▸ TO BE DONE
Pick out every line in the material below that contains the word "wall", and copy each one.

▸ EXTRACTED ENTRIES
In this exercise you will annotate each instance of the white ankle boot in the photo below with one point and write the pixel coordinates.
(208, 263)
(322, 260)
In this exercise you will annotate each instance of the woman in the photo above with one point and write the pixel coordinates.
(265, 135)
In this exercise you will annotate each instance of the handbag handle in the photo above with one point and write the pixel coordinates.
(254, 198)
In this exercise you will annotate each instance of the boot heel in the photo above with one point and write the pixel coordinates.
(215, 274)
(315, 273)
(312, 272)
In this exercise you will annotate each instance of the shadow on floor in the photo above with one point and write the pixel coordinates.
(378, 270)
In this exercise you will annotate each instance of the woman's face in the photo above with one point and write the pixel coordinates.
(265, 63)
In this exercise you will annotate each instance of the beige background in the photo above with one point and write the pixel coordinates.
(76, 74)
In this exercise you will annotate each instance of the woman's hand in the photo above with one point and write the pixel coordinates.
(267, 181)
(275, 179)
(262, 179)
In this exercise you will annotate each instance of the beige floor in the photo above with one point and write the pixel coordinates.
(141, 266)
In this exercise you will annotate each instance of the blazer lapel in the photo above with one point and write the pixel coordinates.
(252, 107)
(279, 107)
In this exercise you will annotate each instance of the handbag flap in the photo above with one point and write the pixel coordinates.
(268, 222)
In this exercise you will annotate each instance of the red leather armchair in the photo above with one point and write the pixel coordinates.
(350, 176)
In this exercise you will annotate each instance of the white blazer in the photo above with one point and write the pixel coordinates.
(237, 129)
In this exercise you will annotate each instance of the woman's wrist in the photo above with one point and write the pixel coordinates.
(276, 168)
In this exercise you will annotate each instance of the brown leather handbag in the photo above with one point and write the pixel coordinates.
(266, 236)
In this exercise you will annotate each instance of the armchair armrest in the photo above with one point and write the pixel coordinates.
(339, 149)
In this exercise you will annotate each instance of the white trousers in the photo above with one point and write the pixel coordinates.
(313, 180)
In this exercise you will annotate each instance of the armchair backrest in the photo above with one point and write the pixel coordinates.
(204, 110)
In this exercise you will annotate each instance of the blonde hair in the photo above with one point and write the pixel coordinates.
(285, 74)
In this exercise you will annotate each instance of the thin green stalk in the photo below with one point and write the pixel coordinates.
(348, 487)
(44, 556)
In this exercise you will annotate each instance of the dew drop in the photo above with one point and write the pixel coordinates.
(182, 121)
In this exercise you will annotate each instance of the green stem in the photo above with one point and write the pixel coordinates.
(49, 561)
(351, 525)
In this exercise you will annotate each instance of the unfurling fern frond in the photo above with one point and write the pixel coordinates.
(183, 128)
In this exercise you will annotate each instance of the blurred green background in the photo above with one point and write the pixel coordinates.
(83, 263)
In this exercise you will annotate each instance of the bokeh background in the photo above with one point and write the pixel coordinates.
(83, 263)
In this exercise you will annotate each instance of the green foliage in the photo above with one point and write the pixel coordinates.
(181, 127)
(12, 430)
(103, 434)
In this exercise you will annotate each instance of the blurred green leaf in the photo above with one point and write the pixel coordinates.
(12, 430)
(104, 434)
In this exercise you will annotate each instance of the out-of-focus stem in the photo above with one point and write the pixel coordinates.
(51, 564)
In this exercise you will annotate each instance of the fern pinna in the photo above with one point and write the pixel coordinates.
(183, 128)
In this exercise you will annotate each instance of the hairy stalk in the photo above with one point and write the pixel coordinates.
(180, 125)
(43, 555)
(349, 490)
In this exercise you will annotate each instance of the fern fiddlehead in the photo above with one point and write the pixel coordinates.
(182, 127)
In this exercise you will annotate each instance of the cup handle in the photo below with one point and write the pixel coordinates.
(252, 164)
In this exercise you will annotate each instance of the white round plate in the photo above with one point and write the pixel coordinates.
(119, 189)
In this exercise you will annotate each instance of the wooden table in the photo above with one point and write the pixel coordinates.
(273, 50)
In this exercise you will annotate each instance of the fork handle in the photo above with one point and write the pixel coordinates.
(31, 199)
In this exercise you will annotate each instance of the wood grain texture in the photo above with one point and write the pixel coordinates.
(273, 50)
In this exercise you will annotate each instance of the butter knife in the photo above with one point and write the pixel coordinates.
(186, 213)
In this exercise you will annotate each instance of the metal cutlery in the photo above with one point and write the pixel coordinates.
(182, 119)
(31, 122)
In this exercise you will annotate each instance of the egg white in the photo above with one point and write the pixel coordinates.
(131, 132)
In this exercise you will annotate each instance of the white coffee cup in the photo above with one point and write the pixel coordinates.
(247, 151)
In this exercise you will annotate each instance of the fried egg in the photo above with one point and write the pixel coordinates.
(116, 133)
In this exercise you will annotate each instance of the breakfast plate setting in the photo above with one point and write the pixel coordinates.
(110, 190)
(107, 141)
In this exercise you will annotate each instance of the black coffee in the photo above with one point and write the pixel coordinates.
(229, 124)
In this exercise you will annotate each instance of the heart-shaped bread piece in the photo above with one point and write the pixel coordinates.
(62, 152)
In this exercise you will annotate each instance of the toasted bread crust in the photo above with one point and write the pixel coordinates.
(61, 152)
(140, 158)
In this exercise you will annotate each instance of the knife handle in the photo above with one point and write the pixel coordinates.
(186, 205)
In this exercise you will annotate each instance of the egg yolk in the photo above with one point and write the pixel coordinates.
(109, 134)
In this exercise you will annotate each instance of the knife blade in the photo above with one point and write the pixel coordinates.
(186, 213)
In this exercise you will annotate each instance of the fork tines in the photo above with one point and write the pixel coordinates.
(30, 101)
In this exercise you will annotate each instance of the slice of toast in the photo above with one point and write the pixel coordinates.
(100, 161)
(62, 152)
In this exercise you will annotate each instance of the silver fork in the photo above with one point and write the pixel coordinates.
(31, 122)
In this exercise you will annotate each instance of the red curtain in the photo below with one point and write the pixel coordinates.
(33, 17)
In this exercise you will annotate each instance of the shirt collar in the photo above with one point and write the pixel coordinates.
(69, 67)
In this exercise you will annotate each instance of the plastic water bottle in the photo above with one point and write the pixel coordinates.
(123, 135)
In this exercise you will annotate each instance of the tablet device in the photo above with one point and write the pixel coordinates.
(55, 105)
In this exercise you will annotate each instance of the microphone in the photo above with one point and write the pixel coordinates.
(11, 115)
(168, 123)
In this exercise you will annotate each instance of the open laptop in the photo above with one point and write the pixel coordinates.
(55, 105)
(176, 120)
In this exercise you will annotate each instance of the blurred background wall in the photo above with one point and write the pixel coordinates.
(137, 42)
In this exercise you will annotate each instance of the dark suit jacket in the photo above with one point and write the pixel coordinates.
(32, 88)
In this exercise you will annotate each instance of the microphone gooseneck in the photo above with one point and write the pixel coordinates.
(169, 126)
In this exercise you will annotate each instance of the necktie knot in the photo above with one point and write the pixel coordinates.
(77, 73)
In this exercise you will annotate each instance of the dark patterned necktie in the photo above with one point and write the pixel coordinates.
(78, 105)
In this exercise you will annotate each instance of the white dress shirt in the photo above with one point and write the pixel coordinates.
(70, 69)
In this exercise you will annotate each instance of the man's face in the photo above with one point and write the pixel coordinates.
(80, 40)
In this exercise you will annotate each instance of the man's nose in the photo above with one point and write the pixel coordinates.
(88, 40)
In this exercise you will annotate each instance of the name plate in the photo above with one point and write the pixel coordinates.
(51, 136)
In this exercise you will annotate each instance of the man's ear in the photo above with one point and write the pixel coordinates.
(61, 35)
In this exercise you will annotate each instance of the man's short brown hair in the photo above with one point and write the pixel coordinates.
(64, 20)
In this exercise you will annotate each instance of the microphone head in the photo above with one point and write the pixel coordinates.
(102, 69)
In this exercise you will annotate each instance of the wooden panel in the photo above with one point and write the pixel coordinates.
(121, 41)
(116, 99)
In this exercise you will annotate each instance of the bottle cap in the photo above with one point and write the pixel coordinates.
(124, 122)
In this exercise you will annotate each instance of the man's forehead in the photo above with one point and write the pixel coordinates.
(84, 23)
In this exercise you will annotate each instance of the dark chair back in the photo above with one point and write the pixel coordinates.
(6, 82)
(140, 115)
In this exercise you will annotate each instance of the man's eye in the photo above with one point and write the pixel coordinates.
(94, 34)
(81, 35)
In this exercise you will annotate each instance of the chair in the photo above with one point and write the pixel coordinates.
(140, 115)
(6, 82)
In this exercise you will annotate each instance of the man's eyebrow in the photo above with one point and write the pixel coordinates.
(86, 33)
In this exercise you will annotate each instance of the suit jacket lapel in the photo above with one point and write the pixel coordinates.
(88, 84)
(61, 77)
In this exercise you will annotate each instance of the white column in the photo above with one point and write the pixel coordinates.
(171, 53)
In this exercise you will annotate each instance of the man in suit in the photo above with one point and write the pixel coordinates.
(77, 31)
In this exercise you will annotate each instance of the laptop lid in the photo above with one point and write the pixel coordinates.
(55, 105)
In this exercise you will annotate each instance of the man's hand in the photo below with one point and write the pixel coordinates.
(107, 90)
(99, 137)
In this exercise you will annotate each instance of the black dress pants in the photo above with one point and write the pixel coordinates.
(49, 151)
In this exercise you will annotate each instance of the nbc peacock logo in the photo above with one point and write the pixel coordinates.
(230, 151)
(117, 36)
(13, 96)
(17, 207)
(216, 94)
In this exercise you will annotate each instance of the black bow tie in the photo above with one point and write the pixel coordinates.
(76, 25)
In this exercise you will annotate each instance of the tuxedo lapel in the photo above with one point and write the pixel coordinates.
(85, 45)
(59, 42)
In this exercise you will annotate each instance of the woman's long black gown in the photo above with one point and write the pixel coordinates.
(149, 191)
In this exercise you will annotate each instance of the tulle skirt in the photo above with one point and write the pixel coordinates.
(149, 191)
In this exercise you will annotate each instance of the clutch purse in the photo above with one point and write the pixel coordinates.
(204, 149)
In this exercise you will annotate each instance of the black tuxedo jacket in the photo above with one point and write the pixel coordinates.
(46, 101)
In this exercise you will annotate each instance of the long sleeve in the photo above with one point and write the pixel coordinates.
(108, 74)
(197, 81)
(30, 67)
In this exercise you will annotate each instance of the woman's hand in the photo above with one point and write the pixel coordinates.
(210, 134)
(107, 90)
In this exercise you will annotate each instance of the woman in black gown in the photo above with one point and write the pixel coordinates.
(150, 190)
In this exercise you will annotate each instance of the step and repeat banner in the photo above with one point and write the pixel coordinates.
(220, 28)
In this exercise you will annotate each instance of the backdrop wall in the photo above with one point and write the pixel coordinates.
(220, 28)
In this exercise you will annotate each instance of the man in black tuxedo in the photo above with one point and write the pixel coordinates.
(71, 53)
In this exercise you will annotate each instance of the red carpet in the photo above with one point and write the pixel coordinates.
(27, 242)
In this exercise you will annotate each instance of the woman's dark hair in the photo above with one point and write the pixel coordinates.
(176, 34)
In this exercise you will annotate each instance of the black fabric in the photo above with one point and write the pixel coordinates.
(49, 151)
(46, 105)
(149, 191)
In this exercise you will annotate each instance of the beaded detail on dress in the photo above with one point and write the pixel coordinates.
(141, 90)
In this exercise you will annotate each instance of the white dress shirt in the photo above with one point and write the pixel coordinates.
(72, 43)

--

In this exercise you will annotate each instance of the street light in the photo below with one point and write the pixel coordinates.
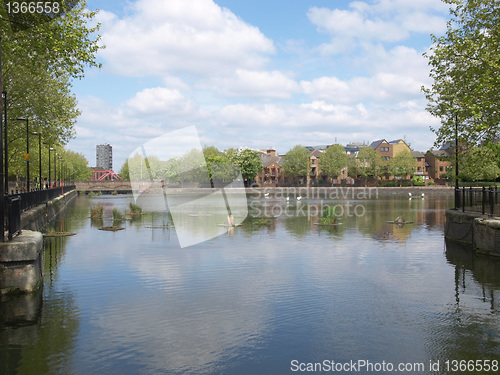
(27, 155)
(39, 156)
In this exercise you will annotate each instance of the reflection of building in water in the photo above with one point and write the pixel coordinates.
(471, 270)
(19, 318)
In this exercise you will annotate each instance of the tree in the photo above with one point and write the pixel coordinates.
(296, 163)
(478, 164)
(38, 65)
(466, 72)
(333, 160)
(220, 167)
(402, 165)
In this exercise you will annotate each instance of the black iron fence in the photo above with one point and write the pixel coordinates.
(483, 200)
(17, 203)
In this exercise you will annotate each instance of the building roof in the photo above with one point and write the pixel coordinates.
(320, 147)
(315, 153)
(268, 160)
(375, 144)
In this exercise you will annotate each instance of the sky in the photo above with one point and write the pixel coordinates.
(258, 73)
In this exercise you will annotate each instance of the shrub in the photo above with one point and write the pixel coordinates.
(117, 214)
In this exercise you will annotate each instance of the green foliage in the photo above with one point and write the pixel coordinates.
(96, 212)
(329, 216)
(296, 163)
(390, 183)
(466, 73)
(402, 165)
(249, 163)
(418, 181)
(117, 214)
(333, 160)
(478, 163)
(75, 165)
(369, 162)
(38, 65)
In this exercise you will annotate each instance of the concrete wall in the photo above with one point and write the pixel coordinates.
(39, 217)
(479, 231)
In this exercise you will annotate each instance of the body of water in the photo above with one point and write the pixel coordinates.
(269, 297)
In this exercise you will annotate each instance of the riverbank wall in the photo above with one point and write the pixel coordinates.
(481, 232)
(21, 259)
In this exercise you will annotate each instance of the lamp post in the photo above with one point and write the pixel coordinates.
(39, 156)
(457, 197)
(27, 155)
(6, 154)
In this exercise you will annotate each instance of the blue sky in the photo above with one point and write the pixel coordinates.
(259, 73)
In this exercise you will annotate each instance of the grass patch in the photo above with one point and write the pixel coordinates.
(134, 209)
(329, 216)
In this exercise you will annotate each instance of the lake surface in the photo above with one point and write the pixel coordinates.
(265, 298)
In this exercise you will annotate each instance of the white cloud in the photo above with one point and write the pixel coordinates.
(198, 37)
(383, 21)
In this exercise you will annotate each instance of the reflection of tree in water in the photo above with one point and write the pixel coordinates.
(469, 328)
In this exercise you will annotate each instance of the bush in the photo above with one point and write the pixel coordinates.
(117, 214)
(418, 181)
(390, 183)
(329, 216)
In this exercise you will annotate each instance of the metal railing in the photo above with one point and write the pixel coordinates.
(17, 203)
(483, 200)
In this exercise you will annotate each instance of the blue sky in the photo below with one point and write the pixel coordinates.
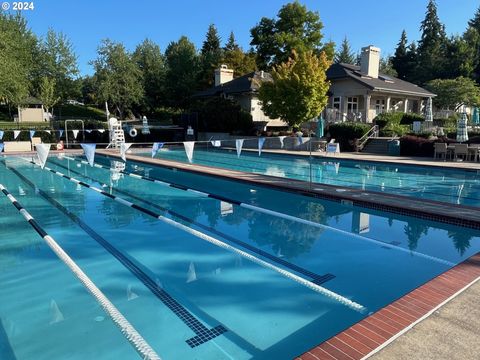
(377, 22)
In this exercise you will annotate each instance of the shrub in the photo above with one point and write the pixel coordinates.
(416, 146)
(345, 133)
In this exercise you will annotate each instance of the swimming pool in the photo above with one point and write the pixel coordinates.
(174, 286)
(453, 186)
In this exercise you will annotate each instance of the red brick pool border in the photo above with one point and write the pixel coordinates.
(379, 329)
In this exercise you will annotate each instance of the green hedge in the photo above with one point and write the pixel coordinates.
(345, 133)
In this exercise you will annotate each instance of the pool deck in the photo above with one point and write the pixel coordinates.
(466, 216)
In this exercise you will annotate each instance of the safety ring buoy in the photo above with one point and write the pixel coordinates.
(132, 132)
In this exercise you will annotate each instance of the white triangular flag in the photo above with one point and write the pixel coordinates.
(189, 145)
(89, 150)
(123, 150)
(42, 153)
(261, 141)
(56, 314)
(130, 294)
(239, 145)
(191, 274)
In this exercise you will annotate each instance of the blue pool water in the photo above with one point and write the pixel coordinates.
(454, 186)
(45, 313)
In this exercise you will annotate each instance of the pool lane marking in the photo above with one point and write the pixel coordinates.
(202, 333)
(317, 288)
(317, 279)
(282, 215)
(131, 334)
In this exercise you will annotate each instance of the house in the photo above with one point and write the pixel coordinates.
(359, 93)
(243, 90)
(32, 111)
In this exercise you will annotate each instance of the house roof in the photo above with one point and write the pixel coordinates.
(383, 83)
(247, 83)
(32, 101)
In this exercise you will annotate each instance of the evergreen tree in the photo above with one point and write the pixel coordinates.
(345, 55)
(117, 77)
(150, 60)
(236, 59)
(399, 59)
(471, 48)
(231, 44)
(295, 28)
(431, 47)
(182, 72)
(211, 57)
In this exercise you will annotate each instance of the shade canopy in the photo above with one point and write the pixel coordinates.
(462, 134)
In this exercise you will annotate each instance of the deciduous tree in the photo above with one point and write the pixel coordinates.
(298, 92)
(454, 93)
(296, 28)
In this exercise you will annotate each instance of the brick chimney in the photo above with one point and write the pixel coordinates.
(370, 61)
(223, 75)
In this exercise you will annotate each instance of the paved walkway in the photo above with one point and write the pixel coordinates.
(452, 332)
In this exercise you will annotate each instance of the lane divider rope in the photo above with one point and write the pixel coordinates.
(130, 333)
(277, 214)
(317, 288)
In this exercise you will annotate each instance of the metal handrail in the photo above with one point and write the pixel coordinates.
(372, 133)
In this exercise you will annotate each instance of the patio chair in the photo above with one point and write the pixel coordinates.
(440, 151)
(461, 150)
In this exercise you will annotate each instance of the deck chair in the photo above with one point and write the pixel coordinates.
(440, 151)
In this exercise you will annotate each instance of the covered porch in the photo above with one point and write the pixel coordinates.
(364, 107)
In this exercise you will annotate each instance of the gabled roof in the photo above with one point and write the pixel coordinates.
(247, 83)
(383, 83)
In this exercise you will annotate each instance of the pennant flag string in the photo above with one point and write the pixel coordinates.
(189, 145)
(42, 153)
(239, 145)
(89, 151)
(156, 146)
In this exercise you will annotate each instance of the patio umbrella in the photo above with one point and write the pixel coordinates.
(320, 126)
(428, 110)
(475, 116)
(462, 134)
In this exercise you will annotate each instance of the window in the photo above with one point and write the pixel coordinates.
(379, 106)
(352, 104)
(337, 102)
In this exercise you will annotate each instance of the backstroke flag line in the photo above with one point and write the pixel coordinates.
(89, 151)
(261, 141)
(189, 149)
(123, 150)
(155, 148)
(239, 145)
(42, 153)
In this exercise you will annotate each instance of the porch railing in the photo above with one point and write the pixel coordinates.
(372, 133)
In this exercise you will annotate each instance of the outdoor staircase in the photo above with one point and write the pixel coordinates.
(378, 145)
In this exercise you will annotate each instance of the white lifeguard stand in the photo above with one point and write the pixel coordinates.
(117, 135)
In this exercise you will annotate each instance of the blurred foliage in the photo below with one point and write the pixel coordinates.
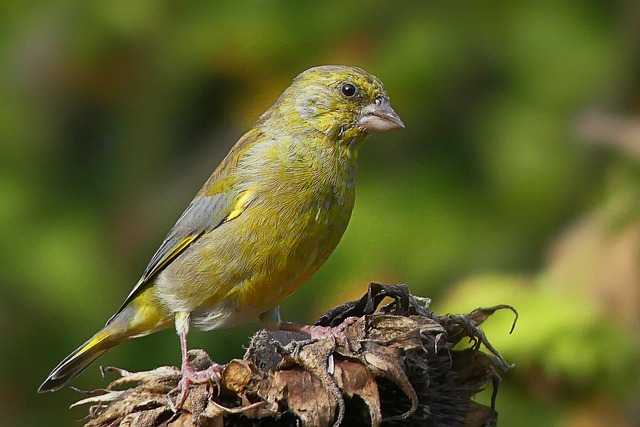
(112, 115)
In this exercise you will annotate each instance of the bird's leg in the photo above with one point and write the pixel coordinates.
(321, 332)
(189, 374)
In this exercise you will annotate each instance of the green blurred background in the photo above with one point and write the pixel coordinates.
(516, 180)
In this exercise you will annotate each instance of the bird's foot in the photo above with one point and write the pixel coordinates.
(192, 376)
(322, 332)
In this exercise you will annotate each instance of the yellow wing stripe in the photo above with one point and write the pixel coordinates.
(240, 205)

▸ RESPONSE TO THE TASK
In this exercise you will annotate each instance of the blurred background wall in the photo above with one point and write the pixel coordinates.
In this exercise you will annotate each instance of the backdrop wall in the photo above with one point and write the pixel coordinates.
In this exercise you will annotate each instance of the concrete wall in the photo above with one point and write the pixel coordinates.
In this exercise you will annotate each instance of the riverbank wall in the photo above with one point and write the pixel coordinates.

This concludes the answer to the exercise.